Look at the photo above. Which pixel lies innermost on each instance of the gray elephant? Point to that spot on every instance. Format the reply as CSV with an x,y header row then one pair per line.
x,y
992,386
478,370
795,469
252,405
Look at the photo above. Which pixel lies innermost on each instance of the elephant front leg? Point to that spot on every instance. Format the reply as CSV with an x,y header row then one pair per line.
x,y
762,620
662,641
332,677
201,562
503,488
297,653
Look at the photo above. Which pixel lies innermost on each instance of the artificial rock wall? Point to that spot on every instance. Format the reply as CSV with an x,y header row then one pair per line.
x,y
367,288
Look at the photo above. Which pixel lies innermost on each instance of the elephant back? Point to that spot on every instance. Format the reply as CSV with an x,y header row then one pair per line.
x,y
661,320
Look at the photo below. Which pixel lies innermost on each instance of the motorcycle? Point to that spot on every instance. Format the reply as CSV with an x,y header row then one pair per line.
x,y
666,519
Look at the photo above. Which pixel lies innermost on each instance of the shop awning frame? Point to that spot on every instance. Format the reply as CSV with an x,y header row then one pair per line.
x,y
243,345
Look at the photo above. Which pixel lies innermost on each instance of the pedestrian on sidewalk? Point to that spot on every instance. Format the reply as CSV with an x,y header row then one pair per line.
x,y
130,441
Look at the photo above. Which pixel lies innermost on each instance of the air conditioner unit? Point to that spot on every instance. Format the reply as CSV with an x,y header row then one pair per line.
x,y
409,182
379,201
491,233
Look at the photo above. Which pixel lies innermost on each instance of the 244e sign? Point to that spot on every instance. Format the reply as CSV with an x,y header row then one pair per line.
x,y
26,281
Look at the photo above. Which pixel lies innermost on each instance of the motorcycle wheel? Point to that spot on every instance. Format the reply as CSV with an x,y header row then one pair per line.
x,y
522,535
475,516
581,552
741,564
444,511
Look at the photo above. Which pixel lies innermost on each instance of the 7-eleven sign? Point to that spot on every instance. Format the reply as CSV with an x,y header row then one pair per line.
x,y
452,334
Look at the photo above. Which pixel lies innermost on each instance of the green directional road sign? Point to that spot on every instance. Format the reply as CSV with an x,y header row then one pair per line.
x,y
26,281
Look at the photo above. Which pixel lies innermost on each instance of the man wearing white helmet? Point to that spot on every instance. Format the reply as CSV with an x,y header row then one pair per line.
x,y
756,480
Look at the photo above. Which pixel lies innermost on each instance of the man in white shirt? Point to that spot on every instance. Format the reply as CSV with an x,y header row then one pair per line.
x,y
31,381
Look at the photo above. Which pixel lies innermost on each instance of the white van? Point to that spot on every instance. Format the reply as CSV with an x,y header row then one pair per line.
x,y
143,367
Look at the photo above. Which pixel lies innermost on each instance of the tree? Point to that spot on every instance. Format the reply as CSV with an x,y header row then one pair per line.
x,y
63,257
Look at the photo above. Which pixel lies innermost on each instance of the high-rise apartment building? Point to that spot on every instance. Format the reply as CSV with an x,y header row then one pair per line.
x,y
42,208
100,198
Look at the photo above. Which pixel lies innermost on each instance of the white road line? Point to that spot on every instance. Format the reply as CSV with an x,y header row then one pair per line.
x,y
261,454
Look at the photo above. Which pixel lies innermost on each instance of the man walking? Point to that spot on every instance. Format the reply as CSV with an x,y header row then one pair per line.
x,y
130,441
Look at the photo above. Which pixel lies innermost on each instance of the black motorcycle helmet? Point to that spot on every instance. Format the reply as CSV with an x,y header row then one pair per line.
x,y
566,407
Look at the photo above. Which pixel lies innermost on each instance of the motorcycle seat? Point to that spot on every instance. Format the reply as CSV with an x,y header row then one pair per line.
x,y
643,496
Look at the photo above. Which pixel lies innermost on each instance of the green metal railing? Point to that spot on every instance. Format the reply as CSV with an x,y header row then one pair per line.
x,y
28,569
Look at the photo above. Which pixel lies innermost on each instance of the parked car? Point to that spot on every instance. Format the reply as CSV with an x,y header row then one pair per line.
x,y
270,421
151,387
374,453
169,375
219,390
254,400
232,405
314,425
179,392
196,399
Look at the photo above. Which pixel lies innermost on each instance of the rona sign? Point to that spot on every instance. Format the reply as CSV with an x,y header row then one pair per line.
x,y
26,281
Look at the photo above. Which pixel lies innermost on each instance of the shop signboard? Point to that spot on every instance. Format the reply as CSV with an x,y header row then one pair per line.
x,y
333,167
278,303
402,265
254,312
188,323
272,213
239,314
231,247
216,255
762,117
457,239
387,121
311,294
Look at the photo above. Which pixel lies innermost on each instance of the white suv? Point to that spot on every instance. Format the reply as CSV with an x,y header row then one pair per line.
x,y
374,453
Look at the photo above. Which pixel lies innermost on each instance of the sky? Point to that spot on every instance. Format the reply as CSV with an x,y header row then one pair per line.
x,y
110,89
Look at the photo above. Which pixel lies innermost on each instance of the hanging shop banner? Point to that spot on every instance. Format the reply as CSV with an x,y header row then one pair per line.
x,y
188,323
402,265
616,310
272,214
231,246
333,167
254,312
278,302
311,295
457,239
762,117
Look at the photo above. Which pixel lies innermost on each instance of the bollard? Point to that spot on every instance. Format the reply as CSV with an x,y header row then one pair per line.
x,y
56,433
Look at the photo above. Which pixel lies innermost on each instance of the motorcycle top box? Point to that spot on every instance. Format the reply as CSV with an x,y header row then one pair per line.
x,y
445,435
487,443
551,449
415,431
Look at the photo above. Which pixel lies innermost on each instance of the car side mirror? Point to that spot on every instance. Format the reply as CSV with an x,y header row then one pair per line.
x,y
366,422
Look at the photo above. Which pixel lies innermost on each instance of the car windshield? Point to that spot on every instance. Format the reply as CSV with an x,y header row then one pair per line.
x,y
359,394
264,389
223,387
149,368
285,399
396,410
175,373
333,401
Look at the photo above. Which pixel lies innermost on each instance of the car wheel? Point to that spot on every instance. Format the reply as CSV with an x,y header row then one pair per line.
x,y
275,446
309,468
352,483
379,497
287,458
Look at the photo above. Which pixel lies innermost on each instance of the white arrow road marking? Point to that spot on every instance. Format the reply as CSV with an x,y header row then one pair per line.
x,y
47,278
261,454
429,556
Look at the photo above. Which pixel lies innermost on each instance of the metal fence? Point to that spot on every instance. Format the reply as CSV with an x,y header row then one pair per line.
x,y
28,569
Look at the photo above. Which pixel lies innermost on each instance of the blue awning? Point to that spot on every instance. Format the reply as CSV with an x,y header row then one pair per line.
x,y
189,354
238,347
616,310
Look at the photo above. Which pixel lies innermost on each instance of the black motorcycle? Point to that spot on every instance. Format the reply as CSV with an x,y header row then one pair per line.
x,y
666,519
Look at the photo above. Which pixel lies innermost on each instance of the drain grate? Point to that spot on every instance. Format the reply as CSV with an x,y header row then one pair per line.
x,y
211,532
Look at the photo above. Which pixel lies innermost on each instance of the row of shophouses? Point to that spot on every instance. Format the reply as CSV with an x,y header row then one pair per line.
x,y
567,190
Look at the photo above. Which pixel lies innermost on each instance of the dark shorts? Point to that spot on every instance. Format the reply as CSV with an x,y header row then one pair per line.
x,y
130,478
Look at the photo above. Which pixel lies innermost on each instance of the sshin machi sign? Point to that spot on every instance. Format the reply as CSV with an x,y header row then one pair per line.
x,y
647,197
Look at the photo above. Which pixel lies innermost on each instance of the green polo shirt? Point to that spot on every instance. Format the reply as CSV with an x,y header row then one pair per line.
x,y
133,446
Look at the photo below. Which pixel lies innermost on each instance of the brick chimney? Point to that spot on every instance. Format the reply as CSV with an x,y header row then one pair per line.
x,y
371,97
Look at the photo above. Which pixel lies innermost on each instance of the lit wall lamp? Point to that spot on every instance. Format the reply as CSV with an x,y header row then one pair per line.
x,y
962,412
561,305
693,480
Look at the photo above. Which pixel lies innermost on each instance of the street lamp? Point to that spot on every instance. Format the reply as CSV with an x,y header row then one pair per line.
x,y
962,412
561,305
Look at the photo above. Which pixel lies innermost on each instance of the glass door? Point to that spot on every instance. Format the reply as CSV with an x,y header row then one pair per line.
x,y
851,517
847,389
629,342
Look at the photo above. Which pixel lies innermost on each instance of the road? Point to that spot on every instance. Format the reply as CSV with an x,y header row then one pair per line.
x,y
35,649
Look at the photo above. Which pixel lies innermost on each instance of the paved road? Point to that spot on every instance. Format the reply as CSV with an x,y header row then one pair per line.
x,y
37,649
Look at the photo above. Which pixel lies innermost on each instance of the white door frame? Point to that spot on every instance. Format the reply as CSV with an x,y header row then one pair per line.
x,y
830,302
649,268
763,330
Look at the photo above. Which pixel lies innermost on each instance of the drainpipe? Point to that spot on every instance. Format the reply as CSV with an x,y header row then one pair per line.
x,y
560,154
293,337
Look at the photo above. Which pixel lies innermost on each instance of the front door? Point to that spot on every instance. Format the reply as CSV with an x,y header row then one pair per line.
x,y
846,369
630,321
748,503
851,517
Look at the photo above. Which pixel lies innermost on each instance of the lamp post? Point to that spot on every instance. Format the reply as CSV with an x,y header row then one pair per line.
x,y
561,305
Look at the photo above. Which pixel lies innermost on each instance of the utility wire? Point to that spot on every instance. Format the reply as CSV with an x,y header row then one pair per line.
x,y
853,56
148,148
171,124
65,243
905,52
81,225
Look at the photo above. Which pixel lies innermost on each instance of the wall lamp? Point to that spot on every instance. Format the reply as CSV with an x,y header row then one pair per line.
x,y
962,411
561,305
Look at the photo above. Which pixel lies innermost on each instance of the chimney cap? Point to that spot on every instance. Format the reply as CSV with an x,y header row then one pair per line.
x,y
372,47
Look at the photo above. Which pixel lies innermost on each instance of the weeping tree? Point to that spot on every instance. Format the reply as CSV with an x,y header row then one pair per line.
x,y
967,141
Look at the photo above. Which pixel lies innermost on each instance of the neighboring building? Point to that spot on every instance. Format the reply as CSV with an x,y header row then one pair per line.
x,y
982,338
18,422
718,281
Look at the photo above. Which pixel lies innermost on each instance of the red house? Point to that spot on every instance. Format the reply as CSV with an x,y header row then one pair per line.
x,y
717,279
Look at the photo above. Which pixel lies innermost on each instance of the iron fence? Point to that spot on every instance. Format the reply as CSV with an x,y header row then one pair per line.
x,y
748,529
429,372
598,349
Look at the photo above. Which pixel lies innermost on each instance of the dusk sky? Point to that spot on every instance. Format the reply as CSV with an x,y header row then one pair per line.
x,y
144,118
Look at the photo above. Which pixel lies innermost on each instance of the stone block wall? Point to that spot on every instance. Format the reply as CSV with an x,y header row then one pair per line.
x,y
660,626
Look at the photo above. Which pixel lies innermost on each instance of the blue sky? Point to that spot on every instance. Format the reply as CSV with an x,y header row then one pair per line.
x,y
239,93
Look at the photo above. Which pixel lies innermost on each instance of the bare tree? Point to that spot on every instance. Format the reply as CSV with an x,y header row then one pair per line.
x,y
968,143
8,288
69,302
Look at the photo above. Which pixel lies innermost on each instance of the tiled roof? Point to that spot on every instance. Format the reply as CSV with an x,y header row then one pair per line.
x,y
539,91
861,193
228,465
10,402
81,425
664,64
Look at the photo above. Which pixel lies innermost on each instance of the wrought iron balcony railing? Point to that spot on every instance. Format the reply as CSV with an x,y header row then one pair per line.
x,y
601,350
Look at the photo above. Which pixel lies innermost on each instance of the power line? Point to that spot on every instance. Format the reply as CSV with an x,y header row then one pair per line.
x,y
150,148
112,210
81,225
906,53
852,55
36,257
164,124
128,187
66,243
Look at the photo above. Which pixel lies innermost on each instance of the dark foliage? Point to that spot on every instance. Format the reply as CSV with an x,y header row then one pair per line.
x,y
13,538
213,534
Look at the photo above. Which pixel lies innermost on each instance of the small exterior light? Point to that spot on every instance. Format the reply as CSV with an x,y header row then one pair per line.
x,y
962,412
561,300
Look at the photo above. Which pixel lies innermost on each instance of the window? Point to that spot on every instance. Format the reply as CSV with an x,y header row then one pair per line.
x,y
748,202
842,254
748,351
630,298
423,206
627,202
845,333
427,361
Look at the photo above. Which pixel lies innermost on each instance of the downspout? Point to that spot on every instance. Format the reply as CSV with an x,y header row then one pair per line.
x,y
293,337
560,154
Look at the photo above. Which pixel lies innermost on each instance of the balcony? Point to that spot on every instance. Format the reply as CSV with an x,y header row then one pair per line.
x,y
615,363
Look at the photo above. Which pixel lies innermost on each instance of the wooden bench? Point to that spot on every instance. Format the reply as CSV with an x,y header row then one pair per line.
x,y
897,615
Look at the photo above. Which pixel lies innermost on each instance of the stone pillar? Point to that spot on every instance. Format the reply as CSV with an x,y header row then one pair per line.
|---|
DESCRIPTION OF THE TASK = Set down exactly, and only, the lines from the one with "of the wooden" to the final line of the data.

SOLUTION FOR THIS EXERCISE =
Look at the photo above. Which pixel lies innermost on each instance of the wooden bench? Point to that spot on every instance. Format the reply as CSV with an x,y header row then one pair per line.
x,y
897,615
Look at the photo above. Which pixel lies innermost on each instance of the stone pillar? Point to that spot on every instance. Format the reply as CSV with an x,y header row then one pair per line.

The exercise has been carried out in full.